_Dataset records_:
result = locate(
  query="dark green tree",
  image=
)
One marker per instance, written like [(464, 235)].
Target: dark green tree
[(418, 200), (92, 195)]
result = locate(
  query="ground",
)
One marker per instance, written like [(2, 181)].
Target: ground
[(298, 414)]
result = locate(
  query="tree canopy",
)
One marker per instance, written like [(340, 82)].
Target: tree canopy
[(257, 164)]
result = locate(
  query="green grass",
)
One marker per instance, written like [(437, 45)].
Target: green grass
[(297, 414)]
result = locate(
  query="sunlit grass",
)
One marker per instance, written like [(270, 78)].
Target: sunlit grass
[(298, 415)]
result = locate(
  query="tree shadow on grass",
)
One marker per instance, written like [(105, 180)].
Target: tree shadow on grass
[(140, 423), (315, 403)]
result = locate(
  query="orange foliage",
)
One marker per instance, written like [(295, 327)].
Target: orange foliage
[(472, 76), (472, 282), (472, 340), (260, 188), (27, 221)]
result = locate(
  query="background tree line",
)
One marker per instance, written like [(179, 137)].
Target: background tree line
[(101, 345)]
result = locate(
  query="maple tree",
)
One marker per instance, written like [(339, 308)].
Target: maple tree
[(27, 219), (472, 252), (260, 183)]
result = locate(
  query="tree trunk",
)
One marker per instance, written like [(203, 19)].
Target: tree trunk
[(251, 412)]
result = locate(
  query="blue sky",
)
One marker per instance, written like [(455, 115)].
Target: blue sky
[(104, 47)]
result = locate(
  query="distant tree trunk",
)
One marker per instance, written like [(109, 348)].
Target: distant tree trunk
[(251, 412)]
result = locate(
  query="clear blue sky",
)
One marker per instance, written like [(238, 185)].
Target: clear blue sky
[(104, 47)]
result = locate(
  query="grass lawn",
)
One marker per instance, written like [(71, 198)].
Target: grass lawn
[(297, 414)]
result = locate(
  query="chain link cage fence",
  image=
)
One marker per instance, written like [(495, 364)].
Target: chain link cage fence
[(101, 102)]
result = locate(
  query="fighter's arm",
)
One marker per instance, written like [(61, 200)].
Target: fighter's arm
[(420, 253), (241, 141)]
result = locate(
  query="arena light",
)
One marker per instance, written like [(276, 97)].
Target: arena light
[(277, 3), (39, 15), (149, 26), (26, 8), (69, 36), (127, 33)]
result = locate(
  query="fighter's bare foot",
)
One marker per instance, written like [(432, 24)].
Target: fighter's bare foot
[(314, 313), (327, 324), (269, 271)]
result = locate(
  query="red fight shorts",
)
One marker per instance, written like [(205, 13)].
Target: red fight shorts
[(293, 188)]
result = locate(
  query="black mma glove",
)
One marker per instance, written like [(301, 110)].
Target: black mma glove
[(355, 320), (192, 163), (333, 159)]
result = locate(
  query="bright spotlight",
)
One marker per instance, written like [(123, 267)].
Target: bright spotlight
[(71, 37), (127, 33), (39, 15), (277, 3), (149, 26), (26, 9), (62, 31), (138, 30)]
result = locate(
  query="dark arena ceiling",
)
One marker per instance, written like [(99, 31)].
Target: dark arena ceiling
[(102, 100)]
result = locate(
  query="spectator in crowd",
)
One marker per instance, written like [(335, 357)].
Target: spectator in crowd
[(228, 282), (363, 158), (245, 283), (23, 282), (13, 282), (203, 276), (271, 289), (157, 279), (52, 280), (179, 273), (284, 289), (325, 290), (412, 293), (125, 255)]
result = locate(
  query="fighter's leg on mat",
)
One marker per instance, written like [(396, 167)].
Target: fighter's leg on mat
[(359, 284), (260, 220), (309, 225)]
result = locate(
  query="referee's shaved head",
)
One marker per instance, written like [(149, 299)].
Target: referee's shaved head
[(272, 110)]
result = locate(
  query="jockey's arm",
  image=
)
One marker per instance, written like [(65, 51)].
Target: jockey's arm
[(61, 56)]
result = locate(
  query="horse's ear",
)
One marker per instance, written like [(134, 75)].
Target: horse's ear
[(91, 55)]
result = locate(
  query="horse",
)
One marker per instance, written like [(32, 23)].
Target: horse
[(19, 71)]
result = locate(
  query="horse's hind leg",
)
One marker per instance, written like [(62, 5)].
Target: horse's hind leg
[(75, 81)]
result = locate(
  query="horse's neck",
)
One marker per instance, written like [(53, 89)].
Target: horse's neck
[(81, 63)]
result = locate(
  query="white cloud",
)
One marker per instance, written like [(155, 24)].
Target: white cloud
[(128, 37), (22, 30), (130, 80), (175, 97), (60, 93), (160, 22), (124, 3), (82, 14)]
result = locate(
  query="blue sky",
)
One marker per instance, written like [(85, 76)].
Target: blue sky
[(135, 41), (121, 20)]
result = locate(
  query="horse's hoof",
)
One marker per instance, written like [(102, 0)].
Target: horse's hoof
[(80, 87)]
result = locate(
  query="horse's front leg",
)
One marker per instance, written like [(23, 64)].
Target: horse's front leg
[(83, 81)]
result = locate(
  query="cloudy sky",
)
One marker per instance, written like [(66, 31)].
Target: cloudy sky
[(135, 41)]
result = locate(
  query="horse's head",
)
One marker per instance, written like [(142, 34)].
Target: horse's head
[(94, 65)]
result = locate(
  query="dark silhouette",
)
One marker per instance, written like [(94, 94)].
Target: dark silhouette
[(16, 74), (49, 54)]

_Work instructions_:
Reproduce all the data word for word.

_Response to the exercise_:
result = locate(
  query="dark green tree",
  image=
)
One marker per instance, written like [(464, 235)].
Target: dark green tree
[(418, 200), (92, 195)]
result = locate(
  query="ground",
)
One marker per instance, written like [(2, 181)].
Target: ground
[(298, 414)]
result = locate(
  query="tree canopy",
)
One marker per instance, written like [(340, 82)].
Target: tree canopy
[(257, 164)]
result = locate(
  query="green grass",
)
One marker per instance, written like [(437, 45)].
Target: green grass
[(297, 414)]
result = locate(
  query="sunlit grass",
)
One marker per instance, written like [(270, 78)].
Target: sunlit grass
[(298, 415)]
result = locate(
  query="tree shadow on grass",
)
One marker per instance, written like [(105, 180)].
Target: tree shadow on grass
[(140, 423), (315, 403)]
result = locate(
  query="orange foliage",
)
One marker per instance, written like [(295, 327)].
Target: orange foliage
[(472, 76), (472, 282), (472, 340), (260, 188), (27, 221)]
result = locate(
  query="background tree line",
)
One marker per instance, written like [(179, 137)].
Target: background tree line
[(101, 345)]
result = locate(
  query="maple tree",
)
One marker per instance, written like [(339, 308)].
Target: maple tree
[(27, 219), (472, 252), (260, 183)]
result = locate(
  query="tree trunk",
)
One marker per instance, written like [(203, 19)].
Target: tree trunk
[(251, 412)]
result = locate(
  query="blue sky",
)
One marker per instance, written like [(455, 115)].
Target: blue sky
[(104, 47)]
result = locate(
  query="distant tree trunk",
)
One marker per instance, written like [(109, 348)].
Target: distant tree trunk
[(251, 412)]
result = locate(
  query="clear blue sky",
)
One marker per instance, written like [(238, 185)].
Target: clear blue sky
[(104, 47)]
result = locate(
  query="grass lawn",
)
One marker per instance, written like [(71, 198)].
Target: grass lawn
[(297, 414)]
result = locate(
  query="chain link cage fence",
  image=
)
One marker per instance, written like [(495, 364)].
Target: chain link cage fence
[(101, 102)]
result = locate(
  query="fighter's arm",
)
One marker per instance, written like [(61, 200)].
Target: fighter's arm
[(420, 253), (241, 141)]
result = locate(
  query="arena light",
)
One marker per instance, written like [(276, 97)].
Target: arena light
[(277, 3), (39, 15), (149, 26), (26, 8), (69, 36), (127, 33)]
result = locate(
  query="fighter's bare foot",
)
One marker per instance, written like [(432, 24)].
Target: fighter's bare foot
[(314, 313), (327, 324), (269, 271)]
result = locate(
  query="red fight shorts",
)
One marker per instance, written like [(205, 13)].
Target: red fight shorts
[(293, 188)]
result = locate(
  query="black mma glove",
)
One marker per instance, written like [(301, 110)].
Target: black mma glove
[(355, 320), (192, 163), (333, 159)]
result = locate(
  query="bright spotlight",
)
One marker per instance, written like [(123, 267)].
Target: bright spotlight
[(71, 37), (127, 33), (39, 15), (277, 3), (149, 26), (26, 9), (62, 31), (138, 30)]
result = locate(
  query="dark arena ceiling",
)
One marker per instance, written like [(99, 31)].
Target: dark arena ceiling
[(102, 100)]
result = locate(
  query="spectator in crowd",
)
One marker per instance, written like [(335, 357)].
Target: spectator in crowd
[(228, 282), (363, 158), (245, 283), (23, 282), (13, 282), (203, 276), (271, 289), (157, 279), (52, 280), (179, 273), (284, 289), (325, 290), (412, 293), (125, 255)]
result = locate(
  query="fighter's leg on mat",
)
One marker per instance, written like [(396, 167)].
Target: fighter's leg on mat
[(359, 284), (260, 220), (309, 225)]
result = locate(
  query="referee's shaved head",
)
One marker per instance, written like [(149, 299)].
Target: referee's shaved head
[(272, 110)]
result = locate(
  query="jockey's arm",
  image=
)
One marker per instance, written like [(65, 51)].
Target: jockey's arm
[(61, 56)]
result = locate(
  query="horse's ear",
)
One marker per instance, written like [(134, 75)].
Target: horse's ear
[(91, 55)]
result = locate(
  query="horse",
)
One marker per instance, written like [(32, 23)].
Target: horse
[(19, 71)]
result = locate(
  query="horse's hind leg",
)
One marker per instance, written like [(62, 5)].
Target: horse's hind leg
[(75, 81)]
result = locate(
  query="horse's neck",
)
One marker per instance, written like [(53, 89)].
Target: horse's neck
[(81, 63)]
result = locate(
  query="white cloud",
)
One marker per instance, written like [(155, 24)].
Target: white cloud
[(128, 37), (22, 30), (130, 80), (175, 97), (60, 93), (160, 22), (124, 3), (82, 14)]
result = locate(
  query="blue sky",
)
One marker per instance, written like [(85, 76)].
Target: blue sky
[(135, 41), (121, 20)]
result = locate(
  query="horse's hoof",
)
One marker per instance, written like [(102, 0)].
Target: horse's hoof
[(80, 87)]
result = locate(
  query="horse's front leg",
)
One marker per instance, written like [(23, 64)].
Target: horse's front leg
[(83, 81)]
result = locate(
  query="cloudy sky",
)
One marker per instance, written like [(66, 31)].
Target: cloudy sky
[(135, 41)]
result = locate(
  query="horse's head",
)
One marker per instance, written like [(142, 34)].
Target: horse's head
[(94, 65)]
result = locate(
  query="dark silhouette",
)
One marker per instance, written like [(94, 94)].
Target: dark silhouette
[(16, 74), (49, 54)]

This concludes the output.